> [Problem]:
Please rewrite the rows below, replacing "drop a point on" with "place a point on" everywhere and changing nothing else. Leave the pictures out of your copy.

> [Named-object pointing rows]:
··········
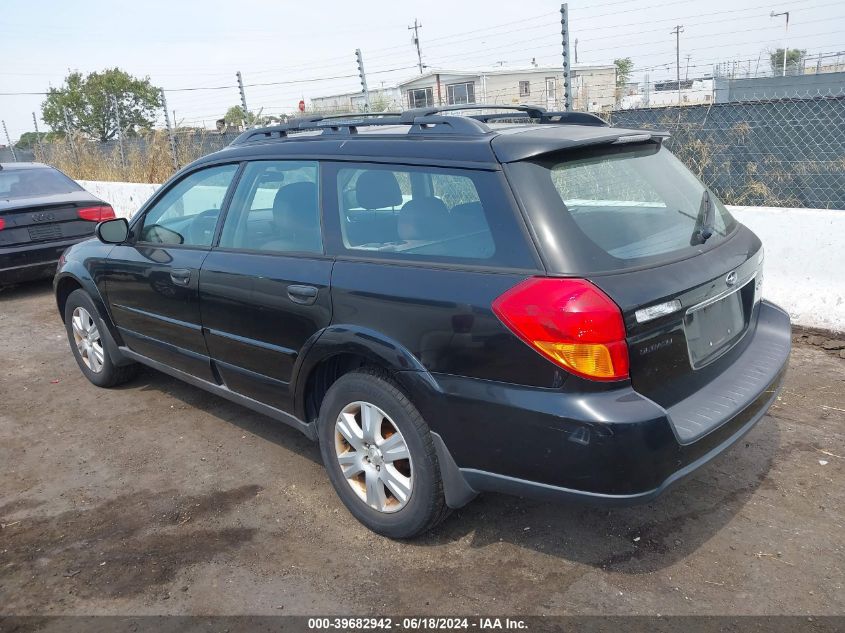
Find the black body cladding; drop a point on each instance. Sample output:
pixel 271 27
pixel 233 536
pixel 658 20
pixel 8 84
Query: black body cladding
pixel 273 330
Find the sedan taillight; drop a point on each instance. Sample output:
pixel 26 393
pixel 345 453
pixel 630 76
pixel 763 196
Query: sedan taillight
pixel 96 214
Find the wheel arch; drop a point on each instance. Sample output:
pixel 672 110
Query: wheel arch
pixel 72 278
pixel 340 349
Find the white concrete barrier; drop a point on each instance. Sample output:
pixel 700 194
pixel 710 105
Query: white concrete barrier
pixel 125 197
pixel 804 270
pixel 805 252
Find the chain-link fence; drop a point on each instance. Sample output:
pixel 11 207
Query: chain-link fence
pixel 782 152
pixel 775 152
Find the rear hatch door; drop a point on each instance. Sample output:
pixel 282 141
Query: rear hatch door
pixel 634 221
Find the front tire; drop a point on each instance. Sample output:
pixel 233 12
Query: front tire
pixel 91 347
pixel 380 456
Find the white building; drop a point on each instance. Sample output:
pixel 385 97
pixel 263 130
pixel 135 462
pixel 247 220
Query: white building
pixel 381 100
pixel 593 87
pixel 665 93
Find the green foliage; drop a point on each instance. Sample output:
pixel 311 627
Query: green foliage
pixel 88 104
pixel 234 117
pixel 794 59
pixel 29 139
pixel 624 66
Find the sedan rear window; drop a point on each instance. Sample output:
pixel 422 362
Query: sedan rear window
pixel 28 183
pixel 630 205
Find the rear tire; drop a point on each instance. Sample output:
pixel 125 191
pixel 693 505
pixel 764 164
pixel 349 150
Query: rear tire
pixel 91 348
pixel 389 477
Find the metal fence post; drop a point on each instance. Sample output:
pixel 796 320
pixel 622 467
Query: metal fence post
pixel 363 76
pixel 9 141
pixel 169 131
pixel 38 139
pixel 119 132
pixel 564 33
pixel 243 97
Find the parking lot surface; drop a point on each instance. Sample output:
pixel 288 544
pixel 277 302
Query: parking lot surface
pixel 159 498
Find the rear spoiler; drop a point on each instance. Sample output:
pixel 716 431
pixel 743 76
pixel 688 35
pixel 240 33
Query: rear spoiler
pixel 537 141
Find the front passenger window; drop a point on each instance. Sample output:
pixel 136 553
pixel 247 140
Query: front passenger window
pixel 187 214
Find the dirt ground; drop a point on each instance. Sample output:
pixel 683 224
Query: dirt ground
pixel 159 498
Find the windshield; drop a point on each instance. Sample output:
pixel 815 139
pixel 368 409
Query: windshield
pixel 634 204
pixel 27 183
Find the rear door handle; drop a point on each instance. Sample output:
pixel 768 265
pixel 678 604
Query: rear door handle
pixel 306 295
pixel 181 276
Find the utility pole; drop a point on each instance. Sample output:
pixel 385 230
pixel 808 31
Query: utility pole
pixel 564 34
pixel 416 29
pixel 785 36
pixel 677 31
pixel 38 137
pixel 9 141
pixel 119 131
pixel 243 96
pixel 69 134
pixel 169 131
pixel 363 76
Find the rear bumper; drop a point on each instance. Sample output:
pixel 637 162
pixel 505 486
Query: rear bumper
pixel 32 261
pixel 615 446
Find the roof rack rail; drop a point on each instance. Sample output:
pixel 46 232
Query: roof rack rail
pixel 426 120
pixel 530 111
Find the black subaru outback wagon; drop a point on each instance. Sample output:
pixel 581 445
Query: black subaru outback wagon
pixel 448 304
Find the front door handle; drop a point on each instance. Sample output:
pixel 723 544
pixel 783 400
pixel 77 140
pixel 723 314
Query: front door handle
pixel 181 276
pixel 306 295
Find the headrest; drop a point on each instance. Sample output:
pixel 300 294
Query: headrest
pixel 378 189
pixel 297 197
pixel 423 219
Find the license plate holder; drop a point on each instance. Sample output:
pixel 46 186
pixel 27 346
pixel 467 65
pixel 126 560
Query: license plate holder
pixel 714 327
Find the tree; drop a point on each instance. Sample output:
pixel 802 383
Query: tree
pixel 794 59
pixel 88 103
pixel 29 139
pixel 624 66
pixel 235 117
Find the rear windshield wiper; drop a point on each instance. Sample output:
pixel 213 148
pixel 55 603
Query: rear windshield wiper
pixel 705 221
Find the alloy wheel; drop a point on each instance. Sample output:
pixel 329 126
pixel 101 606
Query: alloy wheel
pixel 373 457
pixel 86 336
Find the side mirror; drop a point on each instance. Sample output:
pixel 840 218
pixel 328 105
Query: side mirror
pixel 112 231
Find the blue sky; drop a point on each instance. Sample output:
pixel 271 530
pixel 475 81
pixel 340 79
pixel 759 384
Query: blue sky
pixel 189 44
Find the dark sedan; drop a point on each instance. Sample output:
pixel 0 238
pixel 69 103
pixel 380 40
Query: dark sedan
pixel 42 212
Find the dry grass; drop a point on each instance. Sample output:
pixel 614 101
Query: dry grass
pixel 148 159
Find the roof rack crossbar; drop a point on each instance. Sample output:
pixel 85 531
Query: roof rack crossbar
pixel 434 119
pixel 535 112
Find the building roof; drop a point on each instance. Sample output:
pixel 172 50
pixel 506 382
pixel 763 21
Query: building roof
··········
> [The result]:
Find the black body cladding; place a point on each instance. Sample output:
pixel 271 27
pixel 233 536
pixel 658 20
pixel 8 84
Query: black body cladding
pixel 273 330
Find the sedan taillight; place a point on each instance. Sample output:
pixel 26 393
pixel 345 453
pixel 630 76
pixel 763 196
Query: sedan taillight
pixel 96 214
Find the wheel arch; place a point on each instance. Sample output:
pixel 672 110
Query: wheel arch
pixel 72 278
pixel 340 349
Find the white concrete barrier; place a point on each instance. Sample output:
pixel 700 194
pixel 710 105
Query: white concrete barrier
pixel 125 197
pixel 804 270
pixel 805 252
Find the chain-link fence; place a point on each instance. Sample output:
pixel 11 207
Query: chain-link fence
pixel 782 152
pixel 775 152
Find the rear hatch door; place a point on each instance. Sample output:
pixel 282 141
Query: rear hatch door
pixel 634 221
Find the front tire; place a point on each instance. Sample output:
pixel 233 12
Query: front tire
pixel 91 347
pixel 380 456
Find the white building; place a point on each instance. Sample output:
pixel 385 97
pixel 263 130
pixel 135 462
pixel 247 220
Query: white building
pixel 381 100
pixel 593 87
pixel 665 93
Find the green foliage; place a point on each instance. Sample output:
pixel 311 627
Query: green foliage
pixel 88 104
pixel 234 117
pixel 794 59
pixel 29 139
pixel 624 66
Find the sedan rear window; place a point on each instance. Sample output:
pixel 422 362
Query: sedan rear window
pixel 28 183
pixel 630 205
Find the rear tire; place a point on each instance. Sample output:
pixel 125 191
pixel 693 505
pixel 764 164
pixel 349 150
Query: rear tire
pixel 91 348
pixel 389 477
Find the metal fence post; place a point on each instance. Sample output:
pixel 796 320
pixel 622 467
Query: metal fence post
pixel 363 76
pixel 9 141
pixel 169 131
pixel 38 139
pixel 119 132
pixel 564 33
pixel 243 97
Find the parking lot surface; place a point on each instance. Sample output:
pixel 288 544
pixel 277 302
Query: parking lot surface
pixel 159 498
Find the rear spoiler; place a point on each instance. Sample output:
pixel 716 431
pixel 743 76
pixel 688 35
pixel 240 33
Query: rear spoiler
pixel 537 141
Find the front passenger window; place a point on each instance. Sample output:
pixel 136 553
pixel 247 140
Query: front passenger window
pixel 187 214
Find the dirt ground; place a point on each instance. Sample output:
pixel 683 224
Query: dirt ground
pixel 159 498
Find the windshield; place a point on each instance. Sample output:
pixel 815 139
pixel 368 409
Query: windshield
pixel 634 204
pixel 27 183
Find the rear door handle; place a point on each instance. Sample output:
pixel 768 265
pixel 678 604
Query: rear door handle
pixel 306 295
pixel 181 276
Find the utility pole; place a point on each instance. Sample output:
pixel 385 230
pixel 808 31
Query: utility pole
pixel 564 34
pixel 416 29
pixel 785 36
pixel 677 31
pixel 38 137
pixel 9 141
pixel 119 131
pixel 243 96
pixel 69 134
pixel 169 131
pixel 363 76
Find the rear bumper; place a point on each instance. Sample output:
pixel 637 162
pixel 505 486
Query: rear bumper
pixel 32 261
pixel 615 446
Find the roof rack rail; place a point on each instance. Sample output:
pixel 46 232
Query: roof rack rail
pixel 426 120
pixel 530 111
Find the black subaru outback wagon; place a point on each instance. Sample output:
pixel 581 445
Query: black subaru outback wagon
pixel 448 304
Find the front door handle; place a point on each instance. Sample output:
pixel 723 544
pixel 783 400
pixel 77 140
pixel 723 314
Query: front door handle
pixel 181 276
pixel 306 295
Find the headrest; place a point on each instance. Sample output:
pixel 300 294
Query: headrest
pixel 378 189
pixel 297 197
pixel 423 219
Find the license plate holder; place a point on each instance. Sample output:
pixel 46 186
pixel 27 346
pixel 467 65
pixel 126 560
Query: license plate holder
pixel 714 327
Find the tree; place a point on each instance. Sample output:
pixel 802 383
Query: tree
pixel 794 59
pixel 88 103
pixel 29 139
pixel 624 66
pixel 235 117
Find the rear windshield wiper; place a point on each instance. Sample output:
pixel 213 148
pixel 55 603
Query: rear windshield wiper
pixel 705 221
Find the alloy wheel; place a point on each instance. Sample output:
pixel 329 126
pixel 101 606
Query: alloy wheel
pixel 373 457
pixel 86 336
Find the side mirror; place a point on each instance. Sample output:
pixel 840 218
pixel 328 105
Query: side mirror
pixel 112 231
Find the blue sky; place a point on each instance. Sample output:
pixel 271 530
pixel 475 81
pixel 340 79
pixel 759 384
Query: blue sky
pixel 189 44
Find the dark sedan; place a point on each instance. Sample output:
pixel 0 238
pixel 69 103
pixel 380 40
Query: dark sedan
pixel 42 212
Find the dry grass; place a point on each instance. Sample output:
pixel 614 101
Query: dry grass
pixel 148 159
Find the roof rack crossbar; place a point on each instance. Sample output:
pixel 85 531
Query: roof rack crossbar
pixel 434 119
pixel 535 112
Find the building roof; place a point on each instance. Sample output:
pixel 172 50
pixel 506 382
pixel 763 21
Query: building roof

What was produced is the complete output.